#### [DOCUMENT PASSAGE]
========
A Christmas Message for American Samoa
When I made the decision to leave for Pago Pago after the damaging September 29th earthquake and tsunami that hit American Samoa, one of my brothers gave me some advice.
As an adventurous, curious world traveler who had explored some of the least "touristy" places on the planet, he thought his experience would be helpful during the months I would serve as a surgeon providing medical relief on the only U.S. territory south of the equator.
"Every day will have some great, amazing parts," he told me. "And every day will have some parts that hurt. If you spend at least 51% of your day focused on the great, amazing parts, you will have the trip of a lifetime. It will change you."
Though the past two months in American Samoa have often been joyous, the last forty-eight hours were painful.
After assisting another surgeon with a nine-hour operation for recurrent cancer requiring massive blood transfusions, I spent most of the night taking care of my critically ill, unstable patient with the limited resources available on the island. In between efforts to stabilize him, I spoke to his anxious family members. They sat on a bench outside the hospital, waiting for each update and getting little rest.
At 2am, I was called to the ER to repair the wounds sustained by a teenager trying to protect his mother from a drunk with a machete. During the ninety minutes it took to suture his many deep lacerations, he never complained.
This morning, after another operation, my critically ill patient was returned to the ICU and started showing signs of improvement. And then his heart stopped.
========
#### [EXTRACTED ENTRIES]
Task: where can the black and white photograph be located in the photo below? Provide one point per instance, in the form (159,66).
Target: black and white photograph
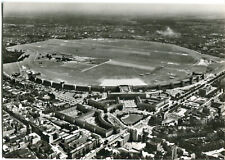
(98,79)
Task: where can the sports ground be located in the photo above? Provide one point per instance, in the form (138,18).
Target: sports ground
(131,62)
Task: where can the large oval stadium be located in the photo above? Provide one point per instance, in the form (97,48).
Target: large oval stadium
(109,62)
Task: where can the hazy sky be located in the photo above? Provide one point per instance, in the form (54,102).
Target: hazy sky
(29,9)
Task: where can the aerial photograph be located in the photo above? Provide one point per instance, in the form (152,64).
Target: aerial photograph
(113,80)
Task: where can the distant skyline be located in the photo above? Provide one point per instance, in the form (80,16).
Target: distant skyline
(130,9)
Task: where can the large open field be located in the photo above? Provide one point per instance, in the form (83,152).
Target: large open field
(141,61)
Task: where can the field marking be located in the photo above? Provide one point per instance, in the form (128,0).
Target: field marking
(86,69)
(148,50)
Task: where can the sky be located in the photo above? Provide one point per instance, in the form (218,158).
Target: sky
(139,9)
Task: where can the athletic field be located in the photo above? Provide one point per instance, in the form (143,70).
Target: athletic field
(131,62)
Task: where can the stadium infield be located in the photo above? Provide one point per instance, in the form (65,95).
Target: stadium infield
========
#### [PARTS OF THE EXERCISE]
- a) Answer each question from the Christmas message.
(i) On what date did the earthquake and tsunami hit American Samoa?
(ii) How long was the operation for recurrent cancer?
(iii) At what hour was the writer called to the ER?
- b) Copy the Christmas message from "Though the past" up to and including "getting little rest.", substituting "curb" for "bench".
- c) List every length of time in the Christmas message that is given with a number.
The material comes from a source other than the Christmas message.

#### [ANSWERS BY ITEM NUMBER]
- a)
(i) September 29th
(ii) Nine hours
(iii) 2am

- b)
Though the past two months in American Samoa have often been joyous, the last forty-eight hours were painful.
After assisting another surgeon with a nine-hour operation for recurrent cancer requiring massive blood transfusions, I spent most of the night taking care of my critically ill, unstable patient with the limited resources available on the island. In between efforts to stabilize him, I spoke to his anxious family members. They sat on a curb outside the hospital, waiting for each update and getting little rest.

- c)
two months
forty-eight hours
nine hours
ninety minutes